### RECORDED DATA ###

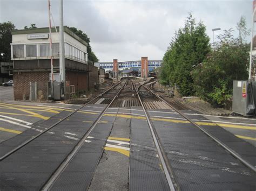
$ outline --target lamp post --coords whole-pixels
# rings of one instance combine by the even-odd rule
[[[214,43],[214,31],[219,31],[220,30],[220,28],[215,28],[215,29],[212,29],[212,35],[213,35],[213,38],[212,38],[213,43]]]
[[[146,60],[144,60],[144,79],[146,77]]]

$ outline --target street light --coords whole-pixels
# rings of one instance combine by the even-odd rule
[[[213,43],[214,43],[214,31],[219,31],[220,30],[220,28],[215,28],[215,29],[212,29],[212,34],[213,34],[213,38],[212,38]]]

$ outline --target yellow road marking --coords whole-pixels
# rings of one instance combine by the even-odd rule
[[[93,123],[92,121],[83,121],[83,122],[84,123]]]
[[[15,110],[19,110],[19,111],[21,111],[27,113],[27,114],[31,114],[31,115],[33,115],[33,117],[40,118],[44,119],[44,120],[47,120],[47,119],[50,118],[50,117],[49,117],[43,116],[42,115],[35,113],[34,112],[30,111],[29,111],[28,110],[26,110],[26,109],[24,109],[17,108],[14,108],[14,107],[10,107],[10,106],[8,106],[8,105],[2,105],[2,106],[5,107],[10,108],[10,109],[15,109]]]
[[[107,123],[108,122],[106,121],[100,121],[99,123]]]
[[[9,132],[16,134],[21,134],[22,132],[19,131],[13,130],[12,129],[5,129],[4,128],[0,128],[0,131]]]
[[[16,113],[9,113],[6,112],[0,112],[1,114],[7,114],[7,115],[20,115],[23,116],[30,116],[33,117],[33,115],[28,115],[28,114],[16,114]]]
[[[126,140],[127,142],[130,142],[130,139],[128,139],[127,138],[109,137],[108,139],[110,140]]]
[[[126,155],[127,157],[130,156],[130,151],[125,150],[124,149],[118,148],[109,147],[107,147],[107,146],[104,147],[104,149],[105,150],[107,150],[107,151],[118,152],[119,152],[121,154],[124,154],[125,155]]]
[[[216,123],[219,126],[224,126],[225,128],[235,128],[235,129],[249,129],[251,130],[256,130],[256,127],[248,126],[245,125],[231,125],[224,123]]]
[[[0,108],[0,109],[10,109],[10,108]],[[26,110],[29,111],[44,111],[44,112],[48,112],[50,113],[54,113],[54,114],[59,114],[59,112],[57,111],[54,111],[51,109],[26,109]]]
[[[7,103],[0,103],[0,105],[3,106],[5,108],[9,108],[9,109],[16,109],[18,110],[20,110],[23,112],[27,112],[28,114],[31,115],[24,115],[24,114],[13,114],[13,113],[8,113],[8,112],[0,112],[0,114],[9,114],[9,115],[23,115],[23,116],[32,116],[35,117],[38,117],[41,118],[43,118],[44,119],[48,119],[49,117],[45,117],[39,114],[29,111],[29,110],[32,109],[23,109],[21,108],[17,108],[14,107],[10,107],[8,105],[15,105],[19,107],[26,107],[26,106],[21,105],[15,105],[15,104],[10,104]],[[33,106],[29,106],[28,108],[40,108],[42,109],[43,107],[36,107]],[[43,110],[43,111],[49,111],[51,112],[58,113],[57,111],[55,111],[53,110],[64,110],[63,109],[59,109],[59,108],[43,108],[45,110]],[[7,108],[6,108],[7,109]],[[70,109],[66,109],[65,110],[67,111],[73,111],[73,110]],[[88,112],[88,111],[79,111],[78,112],[84,113],[84,114],[98,114],[98,113],[96,112]],[[113,117],[119,117],[123,118],[133,118],[133,119],[146,119],[145,117],[143,116],[134,116],[131,115],[124,115],[124,114],[105,114],[104,115],[104,116],[113,116]],[[176,120],[176,119],[166,119],[166,118],[159,118],[156,117],[151,117],[151,119],[154,121],[164,121],[167,122],[171,122],[171,123],[187,123],[188,124],[190,122],[187,121],[183,121],[183,120]],[[90,121],[83,121],[84,122],[87,123],[91,123]],[[101,122],[101,123],[105,123],[105,122]],[[207,122],[196,122],[197,124],[199,125],[208,125],[208,126],[215,126],[217,125],[219,126],[221,126],[225,128],[237,128],[237,129],[248,129],[248,130],[256,130],[256,127],[254,126],[248,126],[245,125],[234,125],[234,124],[223,124],[220,123],[207,123]]]
[[[78,111],[77,112],[79,113],[89,114],[99,114],[99,113],[95,113],[93,112],[88,112],[88,111]]]
[[[240,138],[241,139],[256,140],[256,138],[254,138],[254,137],[242,136],[241,135],[235,135],[235,136],[236,136],[237,137]]]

###

Return the data unchanged, starting at its first line and ending at the line that contains "[[[146,60],[144,60],[144,79],[146,77]]]", with both ends included. Leave the picture out of your answer.

$ outline --target lamp post --coords whole-pixels
# rings of one instance combine by the even-odd rule
[[[214,43],[214,31],[219,31],[220,30],[220,28],[215,28],[215,29],[212,29],[212,35],[213,35],[213,38],[212,38],[213,43]]]
[[[146,60],[144,60],[144,79],[146,77]]]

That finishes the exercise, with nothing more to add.